■ Exercise text ■
Ian Streets, managing director of About Access, looks at the clamour for culture and the need to embrace inclusivity
Whether it’s in response to Brexit, Covid or any other source of uncertainty, the decision by a record number of places to bid to become the UK City of Culture 2025 is a bit of a head-turner.
There were 14 expressions of interest for the inaugural competition, which awarded the 2013 event to Derry-Londonderry. Hull overcame 12 rivals to host the 2017 edition and there were 10 challengers to Coventry to become the 2021 destination.
Now the Department for Digital, Culture, Media & Sport (DCMS) is weighing up the respective merits of 20 bidders.
We won’t list them all here, but they come from England, Scotland, Northern Ireland and Wales, and in addition to cities they include partnerships, such as Torbay and Exeter, and entire regions. The Borderlands region comprising Dumfries and Galloway, Scottish Borders, Northumberland, Cumbria and Carlisle City is likely to need the longest letterhead!
This clamour for culture is without doubt triggered in part by the big numbers reported by the previous hosts, including 5.3m visits to Hull and £100m of capital investment to support cultural projects in Coventry.
But with such achievement comes responsibility. The title doesn’t go to the candidate with the best cultural offer. Candidates will need to show how they intend to use culture to drive transformation through social, cultural and economic regeneration. And afterwards, the winner will have their homework marked when the evaluation is published.
Making cities more accessible
Our focus is on accessibility. We’re pleased to see signs of progress as City of Culture moves from one destination to the next, and we’re also heartened to see a growing recognition that more can be done.
The biggest question mark after Hull 2017 was legacy and there are many in the city who still feel that aspect was unfulfilled, although it can legitimately claim to have been hit by unforeseen circumstances in shaping its future.
The hugely successful volunteer programme is in the process of being relaunched and the final evaluation report, eventually revised and published earlier this year after a preliminary study in 2018, itself highlights some lessons learned.
A programme of engagement was created with partners including Hull & East Riding Institute for the Blind. Disability confidence training formed part of the coaching for the volunteers. A year-long programme of artists commissions, exhibitions, interventions and other events tackled the stigma around disability arts.

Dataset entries
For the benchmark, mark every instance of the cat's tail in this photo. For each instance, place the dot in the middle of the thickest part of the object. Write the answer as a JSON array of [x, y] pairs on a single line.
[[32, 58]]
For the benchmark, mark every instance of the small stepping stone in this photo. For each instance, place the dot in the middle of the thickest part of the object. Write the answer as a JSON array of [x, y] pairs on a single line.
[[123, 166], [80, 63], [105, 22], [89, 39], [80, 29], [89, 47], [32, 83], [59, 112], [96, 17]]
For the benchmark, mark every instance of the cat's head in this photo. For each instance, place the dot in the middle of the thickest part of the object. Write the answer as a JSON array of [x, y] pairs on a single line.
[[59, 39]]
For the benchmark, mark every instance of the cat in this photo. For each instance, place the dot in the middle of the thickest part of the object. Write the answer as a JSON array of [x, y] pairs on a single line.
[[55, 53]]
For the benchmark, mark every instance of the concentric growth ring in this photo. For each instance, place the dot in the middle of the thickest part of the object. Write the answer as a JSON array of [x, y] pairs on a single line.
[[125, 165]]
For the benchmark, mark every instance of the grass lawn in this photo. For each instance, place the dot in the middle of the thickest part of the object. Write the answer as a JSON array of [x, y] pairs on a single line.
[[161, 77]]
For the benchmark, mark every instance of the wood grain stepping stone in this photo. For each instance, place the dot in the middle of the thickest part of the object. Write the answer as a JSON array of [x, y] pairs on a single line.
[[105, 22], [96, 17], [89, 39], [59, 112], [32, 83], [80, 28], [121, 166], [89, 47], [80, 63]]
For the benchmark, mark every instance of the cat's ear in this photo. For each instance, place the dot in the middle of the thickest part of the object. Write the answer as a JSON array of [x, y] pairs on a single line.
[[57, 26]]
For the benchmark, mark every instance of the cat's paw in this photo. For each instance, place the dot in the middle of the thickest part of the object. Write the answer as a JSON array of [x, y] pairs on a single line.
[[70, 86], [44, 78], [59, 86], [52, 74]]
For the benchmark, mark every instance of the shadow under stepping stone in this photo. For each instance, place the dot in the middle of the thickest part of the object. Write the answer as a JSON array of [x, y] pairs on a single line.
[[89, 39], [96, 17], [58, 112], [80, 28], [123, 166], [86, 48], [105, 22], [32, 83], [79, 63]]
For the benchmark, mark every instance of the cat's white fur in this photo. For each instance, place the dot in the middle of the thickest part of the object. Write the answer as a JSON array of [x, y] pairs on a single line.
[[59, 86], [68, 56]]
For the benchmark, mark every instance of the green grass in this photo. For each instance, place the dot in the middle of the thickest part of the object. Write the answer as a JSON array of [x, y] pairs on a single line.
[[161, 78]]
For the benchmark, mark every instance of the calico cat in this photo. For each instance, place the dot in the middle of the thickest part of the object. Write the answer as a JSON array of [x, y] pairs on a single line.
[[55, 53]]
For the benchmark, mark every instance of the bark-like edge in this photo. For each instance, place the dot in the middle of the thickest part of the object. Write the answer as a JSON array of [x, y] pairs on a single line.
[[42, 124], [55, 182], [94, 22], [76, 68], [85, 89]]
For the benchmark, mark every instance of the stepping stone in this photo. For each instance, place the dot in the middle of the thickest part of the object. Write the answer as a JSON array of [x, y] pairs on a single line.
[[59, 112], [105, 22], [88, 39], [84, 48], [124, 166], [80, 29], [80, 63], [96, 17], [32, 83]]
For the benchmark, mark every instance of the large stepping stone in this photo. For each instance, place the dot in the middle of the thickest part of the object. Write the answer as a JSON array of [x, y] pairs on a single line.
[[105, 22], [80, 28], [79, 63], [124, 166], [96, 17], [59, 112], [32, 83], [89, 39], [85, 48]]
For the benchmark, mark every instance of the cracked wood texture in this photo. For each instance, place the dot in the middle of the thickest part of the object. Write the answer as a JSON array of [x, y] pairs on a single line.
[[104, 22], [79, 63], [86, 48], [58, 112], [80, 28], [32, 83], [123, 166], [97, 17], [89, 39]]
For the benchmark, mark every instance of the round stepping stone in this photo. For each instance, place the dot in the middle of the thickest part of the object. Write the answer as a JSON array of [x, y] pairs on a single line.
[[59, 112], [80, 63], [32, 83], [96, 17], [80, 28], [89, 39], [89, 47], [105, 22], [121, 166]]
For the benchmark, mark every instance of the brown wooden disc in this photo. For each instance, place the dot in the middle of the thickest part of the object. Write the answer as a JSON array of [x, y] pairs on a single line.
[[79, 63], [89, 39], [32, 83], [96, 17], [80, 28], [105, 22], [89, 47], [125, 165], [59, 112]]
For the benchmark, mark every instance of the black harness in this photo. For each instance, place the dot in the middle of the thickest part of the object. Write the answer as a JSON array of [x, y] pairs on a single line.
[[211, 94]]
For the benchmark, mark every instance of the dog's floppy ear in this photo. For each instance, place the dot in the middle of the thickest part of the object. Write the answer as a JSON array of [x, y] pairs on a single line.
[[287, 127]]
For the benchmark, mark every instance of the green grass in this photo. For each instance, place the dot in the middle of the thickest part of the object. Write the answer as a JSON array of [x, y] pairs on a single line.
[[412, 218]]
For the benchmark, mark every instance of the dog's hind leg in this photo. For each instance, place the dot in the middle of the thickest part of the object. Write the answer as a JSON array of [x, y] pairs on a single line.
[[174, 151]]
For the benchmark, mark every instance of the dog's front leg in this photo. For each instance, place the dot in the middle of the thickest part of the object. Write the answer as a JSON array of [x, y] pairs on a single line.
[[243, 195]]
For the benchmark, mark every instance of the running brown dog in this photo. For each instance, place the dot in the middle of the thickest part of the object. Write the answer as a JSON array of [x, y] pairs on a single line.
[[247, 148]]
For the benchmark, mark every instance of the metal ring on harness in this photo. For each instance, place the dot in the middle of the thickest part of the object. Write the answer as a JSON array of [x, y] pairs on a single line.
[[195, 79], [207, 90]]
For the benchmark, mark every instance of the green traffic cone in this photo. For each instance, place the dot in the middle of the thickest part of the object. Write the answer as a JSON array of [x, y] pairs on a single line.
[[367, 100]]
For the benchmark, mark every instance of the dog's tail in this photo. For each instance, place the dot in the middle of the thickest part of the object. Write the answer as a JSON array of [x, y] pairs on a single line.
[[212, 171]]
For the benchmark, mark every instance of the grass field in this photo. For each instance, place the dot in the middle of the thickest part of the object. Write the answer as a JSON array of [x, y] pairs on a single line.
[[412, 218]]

■ The problem ■
Pick up the article about City of Culture bids and accessibility after its final sentence and carry it forward.

■ Answer to this problem ■
Audience data showed that significant progress was made in engaging audiences who were “limited a little” by a health condition or disability but that more work needed to be done to reach those who were “limited a lot”. In Hull, that section has a higher than average proportion of residents and the report noted that a longer-term approach is needed to build trust and engagement.
We were therefore delighted to work with Hull’s museums and galleries team and to lead consultation sessions with representatives of disability groups on how to make premises, displays and exhibits more accessible. Apart from anything else, it showed that Hull saw its City of Culture year as part of a journey and not a destination.
Coventry’s commitment included the appointment of a disability and inclusion officer and the launch of a programme to equip creatives with the knowledge and strategies to provide for audiences with different needs. Workshops are planned to cover conditions including visual impairments, hearing impairments, learning difficulties, dementia and housebound audiences.
Coventry’s evaluation will no doubt be essential reading for the cities which progress to the shortlist for 2025, and all 20 candidates can be expected to examine every aspect of the current programme as they work towards a deadline of January to lodge their final applications.
In announcing its long list, DCMS set out a wide range of criteria and guidance including working with local, national and international partners, committing to innovation, having the capacity to deliver a programme and to maximise the legacy.
It highlights the requirement to develop innovative ways to open up access to culture and to engage a wide range of audiences, visitors and participants. It also asks applicants what steps they propose to take to broaden the diversity of leadership, governance and partnerships.
So you don’t have to win the UK City of Culture competition to get the opportunity to place diversity at the heart of your community’s cultural offer, from influencers and decision-makers to producers, performers, participants and audiences.
Our hope is that the successful candidates and the also-rans learn from each other, share their experiences and sharpen what they can offer to make culture the overall winner.